----- INPUT RECORDS -----

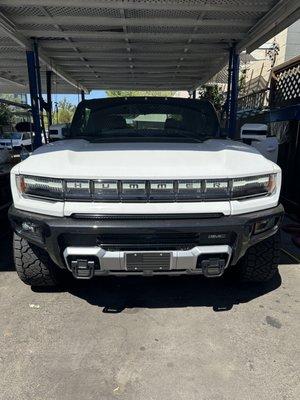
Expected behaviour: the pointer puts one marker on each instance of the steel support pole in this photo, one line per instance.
(49, 96)
(232, 129)
(227, 105)
(35, 108)
(39, 84)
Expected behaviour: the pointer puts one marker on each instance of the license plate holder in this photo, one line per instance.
(148, 261)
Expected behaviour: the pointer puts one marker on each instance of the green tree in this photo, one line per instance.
(138, 93)
(65, 111)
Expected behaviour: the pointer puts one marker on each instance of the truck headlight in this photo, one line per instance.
(253, 186)
(77, 189)
(41, 187)
(155, 191)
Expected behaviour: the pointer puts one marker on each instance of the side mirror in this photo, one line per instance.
(66, 131)
(223, 133)
(24, 154)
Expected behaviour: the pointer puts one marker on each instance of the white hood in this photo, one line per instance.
(82, 159)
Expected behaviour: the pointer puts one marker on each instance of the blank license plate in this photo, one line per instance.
(148, 261)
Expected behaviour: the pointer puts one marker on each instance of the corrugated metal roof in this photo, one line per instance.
(132, 44)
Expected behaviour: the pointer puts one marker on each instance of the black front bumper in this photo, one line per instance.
(118, 233)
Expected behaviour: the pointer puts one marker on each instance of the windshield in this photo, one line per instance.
(11, 135)
(145, 120)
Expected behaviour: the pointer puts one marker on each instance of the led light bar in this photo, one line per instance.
(147, 190)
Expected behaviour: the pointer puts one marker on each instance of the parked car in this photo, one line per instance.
(116, 198)
(16, 140)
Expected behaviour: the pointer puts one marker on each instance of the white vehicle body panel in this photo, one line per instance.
(83, 160)
(211, 159)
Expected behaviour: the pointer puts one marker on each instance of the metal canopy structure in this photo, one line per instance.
(132, 44)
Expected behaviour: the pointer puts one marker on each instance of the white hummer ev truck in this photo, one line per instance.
(171, 196)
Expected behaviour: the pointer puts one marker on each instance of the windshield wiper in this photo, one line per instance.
(181, 133)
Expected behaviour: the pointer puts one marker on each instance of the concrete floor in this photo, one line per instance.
(155, 338)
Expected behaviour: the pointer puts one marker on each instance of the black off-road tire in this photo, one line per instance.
(33, 265)
(260, 263)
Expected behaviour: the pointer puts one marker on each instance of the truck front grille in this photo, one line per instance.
(155, 240)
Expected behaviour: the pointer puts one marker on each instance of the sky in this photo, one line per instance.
(74, 98)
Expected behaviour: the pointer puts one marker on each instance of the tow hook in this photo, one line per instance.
(83, 269)
(213, 267)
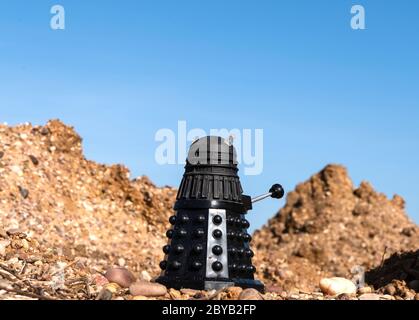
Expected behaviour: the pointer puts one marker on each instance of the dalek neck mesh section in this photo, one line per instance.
(211, 172)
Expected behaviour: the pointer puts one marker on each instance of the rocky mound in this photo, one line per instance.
(77, 210)
(399, 267)
(330, 228)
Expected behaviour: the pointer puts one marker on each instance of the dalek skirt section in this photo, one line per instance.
(209, 244)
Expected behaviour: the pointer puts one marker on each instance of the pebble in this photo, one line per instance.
(34, 160)
(274, 289)
(414, 285)
(390, 289)
(365, 290)
(147, 289)
(145, 276)
(189, 292)
(3, 233)
(100, 280)
(24, 192)
(3, 245)
(121, 276)
(250, 294)
(337, 286)
(234, 292)
(369, 297)
(45, 131)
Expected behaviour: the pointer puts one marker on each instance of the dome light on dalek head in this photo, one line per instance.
(209, 244)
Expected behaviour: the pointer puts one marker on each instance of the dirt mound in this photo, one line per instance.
(76, 209)
(401, 267)
(330, 228)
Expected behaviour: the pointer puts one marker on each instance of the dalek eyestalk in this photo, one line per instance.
(209, 244)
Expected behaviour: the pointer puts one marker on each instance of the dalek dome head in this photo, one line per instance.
(212, 150)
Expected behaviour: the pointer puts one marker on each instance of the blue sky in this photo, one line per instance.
(322, 92)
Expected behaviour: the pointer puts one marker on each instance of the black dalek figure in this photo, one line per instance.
(209, 243)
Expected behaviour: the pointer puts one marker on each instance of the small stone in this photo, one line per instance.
(414, 285)
(113, 287)
(3, 233)
(344, 297)
(34, 160)
(369, 297)
(250, 294)
(390, 289)
(365, 290)
(121, 276)
(175, 295)
(234, 292)
(14, 232)
(409, 295)
(189, 292)
(337, 286)
(3, 245)
(24, 192)
(121, 262)
(45, 131)
(100, 280)
(274, 289)
(147, 289)
(145, 276)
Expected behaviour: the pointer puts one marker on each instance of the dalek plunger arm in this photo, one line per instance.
(276, 192)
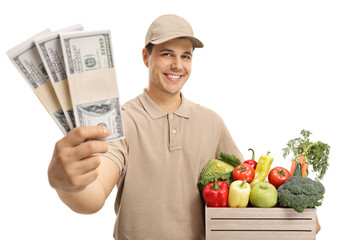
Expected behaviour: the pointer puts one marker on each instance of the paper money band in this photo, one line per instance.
(62, 92)
(93, 86)
(47, 97)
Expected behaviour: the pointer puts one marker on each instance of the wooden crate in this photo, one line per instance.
(259, 223)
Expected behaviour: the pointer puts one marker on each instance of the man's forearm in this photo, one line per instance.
(88, 201)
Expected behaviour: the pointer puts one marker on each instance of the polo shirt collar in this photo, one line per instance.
(156, 112)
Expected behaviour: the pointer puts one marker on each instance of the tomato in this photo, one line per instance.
(278, 175)
(252, 163)
(244, 171)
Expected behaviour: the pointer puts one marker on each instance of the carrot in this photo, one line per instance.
(304, 169)
(301, 159)
(293, 166)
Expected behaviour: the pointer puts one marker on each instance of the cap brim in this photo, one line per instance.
(196, 42)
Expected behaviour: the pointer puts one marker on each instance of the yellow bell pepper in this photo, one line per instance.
(262, 168)
(239, 194)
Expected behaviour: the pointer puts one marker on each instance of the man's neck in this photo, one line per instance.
(168, 102)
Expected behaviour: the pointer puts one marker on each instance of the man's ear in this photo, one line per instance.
(146, 57)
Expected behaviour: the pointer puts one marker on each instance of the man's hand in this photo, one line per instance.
(74, 166)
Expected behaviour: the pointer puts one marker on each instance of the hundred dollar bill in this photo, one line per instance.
(27, 60)
(92, 83)
(49, 48)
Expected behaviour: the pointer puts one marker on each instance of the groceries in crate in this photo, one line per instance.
(239, 193)
(244, 185)
(252, 161)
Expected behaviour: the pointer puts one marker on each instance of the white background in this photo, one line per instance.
(269, 68)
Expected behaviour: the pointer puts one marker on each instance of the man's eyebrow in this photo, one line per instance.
(166, 50)
(188, 52)
(172, 51)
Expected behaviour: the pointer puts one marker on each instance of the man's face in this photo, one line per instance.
(169, 66)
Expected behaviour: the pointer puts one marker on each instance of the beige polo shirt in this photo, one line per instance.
(160, 161)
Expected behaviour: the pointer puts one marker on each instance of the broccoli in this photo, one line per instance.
(300, 193)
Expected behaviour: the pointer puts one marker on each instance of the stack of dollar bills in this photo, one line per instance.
(72, 73)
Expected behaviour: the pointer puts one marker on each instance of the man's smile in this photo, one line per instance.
(173, 77)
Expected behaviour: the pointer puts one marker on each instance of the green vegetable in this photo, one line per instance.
(231, 159)
(297, 171)
(315, 153)
(214, 168)
(300, 193)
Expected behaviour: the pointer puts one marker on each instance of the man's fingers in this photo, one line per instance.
(87, 165)
(79, 134)
(89, 148)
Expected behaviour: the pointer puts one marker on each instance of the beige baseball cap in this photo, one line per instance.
(168, 27)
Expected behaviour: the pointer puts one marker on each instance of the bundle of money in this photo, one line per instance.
(72, 73)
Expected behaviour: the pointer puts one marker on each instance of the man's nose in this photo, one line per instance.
(177, 64)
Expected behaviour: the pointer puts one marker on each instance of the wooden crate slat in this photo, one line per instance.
(260, 223)
(254, 224)
(260, 236)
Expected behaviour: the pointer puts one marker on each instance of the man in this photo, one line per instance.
(156, 167)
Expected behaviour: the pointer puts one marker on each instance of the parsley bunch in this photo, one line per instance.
(315, 153)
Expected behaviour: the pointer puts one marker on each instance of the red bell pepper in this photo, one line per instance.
(216, 194)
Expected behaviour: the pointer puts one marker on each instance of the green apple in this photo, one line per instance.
(263, 195)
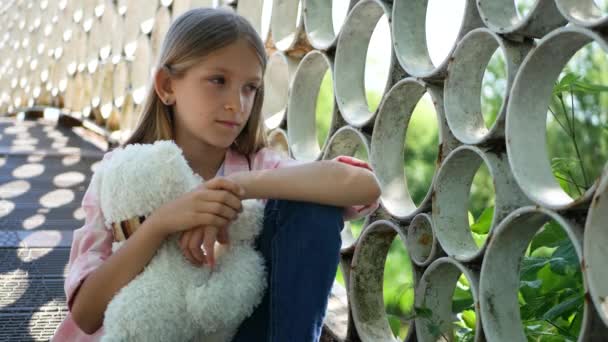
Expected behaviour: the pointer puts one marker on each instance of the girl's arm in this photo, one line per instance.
(325, 182)
(203, 206)
(119, 269)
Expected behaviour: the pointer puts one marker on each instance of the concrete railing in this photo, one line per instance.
(93, 60)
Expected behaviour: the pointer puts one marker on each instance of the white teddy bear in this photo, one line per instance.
(172, 300)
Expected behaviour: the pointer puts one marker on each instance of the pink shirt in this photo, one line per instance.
(92, 243)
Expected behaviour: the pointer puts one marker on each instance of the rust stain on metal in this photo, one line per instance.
(425, 239)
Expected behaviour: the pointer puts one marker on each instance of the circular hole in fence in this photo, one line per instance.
(362, 62)
(285, 23)
(577, 121)
(596, 237)
(463, 211)
(442, 23)
(392, 161)
(305, 115)
(493, 88)
(325, 110)
(531, 18)
(259, 13)
(590, 13)
(276, 88)
(324, 19)
(446, 302)
(398, 289)
(480, 79)
(377, 64)
(424, 33)
(531, 282)
(421, 241)
(530, 153)
(381, 284)
(481, 205)
(420, 146)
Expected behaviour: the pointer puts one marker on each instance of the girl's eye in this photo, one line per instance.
(218, 80)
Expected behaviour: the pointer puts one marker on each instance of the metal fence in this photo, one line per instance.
(93, 60)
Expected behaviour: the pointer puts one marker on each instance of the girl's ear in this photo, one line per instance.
(164, 87)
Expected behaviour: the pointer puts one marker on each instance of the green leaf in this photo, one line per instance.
(395, 323)
(484, 222)
(566, 307)
(550, 235)
(423, 312)
(468, 316)
(529, 267)
(564, 260)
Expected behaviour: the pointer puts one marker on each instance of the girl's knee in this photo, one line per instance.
(310, 213)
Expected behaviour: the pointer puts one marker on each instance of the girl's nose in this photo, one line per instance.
(235, 102)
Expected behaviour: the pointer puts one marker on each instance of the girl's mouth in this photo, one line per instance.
(229, 124)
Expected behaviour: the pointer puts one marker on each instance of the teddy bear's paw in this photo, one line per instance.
(234, 289)
(149, 308)
(222, 335)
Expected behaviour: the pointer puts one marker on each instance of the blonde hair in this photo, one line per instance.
(191, 36)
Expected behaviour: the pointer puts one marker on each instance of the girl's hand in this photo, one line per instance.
(190, 243)
(215, 203)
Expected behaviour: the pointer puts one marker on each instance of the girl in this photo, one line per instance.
(207, 96)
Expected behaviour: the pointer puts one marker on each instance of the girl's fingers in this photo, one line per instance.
(194, 245)
(219, 209)
(208, 244)
(222, 236)
(183, 245)
(220, 183)
(205, 219)
(220, 196)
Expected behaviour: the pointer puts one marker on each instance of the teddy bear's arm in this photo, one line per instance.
(229, 296)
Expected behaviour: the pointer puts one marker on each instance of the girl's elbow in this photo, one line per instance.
(84, 321)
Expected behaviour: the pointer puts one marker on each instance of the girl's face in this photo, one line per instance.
(213, 100)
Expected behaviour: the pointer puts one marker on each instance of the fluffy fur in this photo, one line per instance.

-----

*WHAT THE EXERCISE ASKS*
Copy only the stretch running from the line containing "teddy bear's arm" to the final line of the entries, both ends included, exactly as it stands.

*RESULT*
Expected behaviour: the pointer puts one marker on each instance of the teddy bear's arm in this photo, one line per instance.
(229, 296)
Expected behaviour: the pointer puts one marker on each instance of the girl's elbow in this photo, one line per instance.
(84, 321)
Expected behaviour: the pointer puts one marker on each instance of the girl's face in this photo, one line per instance.
(213, 100)
Expected behaviour: the pointer puts one marker on each instance of the fluffy fur in this photo, one line per instance.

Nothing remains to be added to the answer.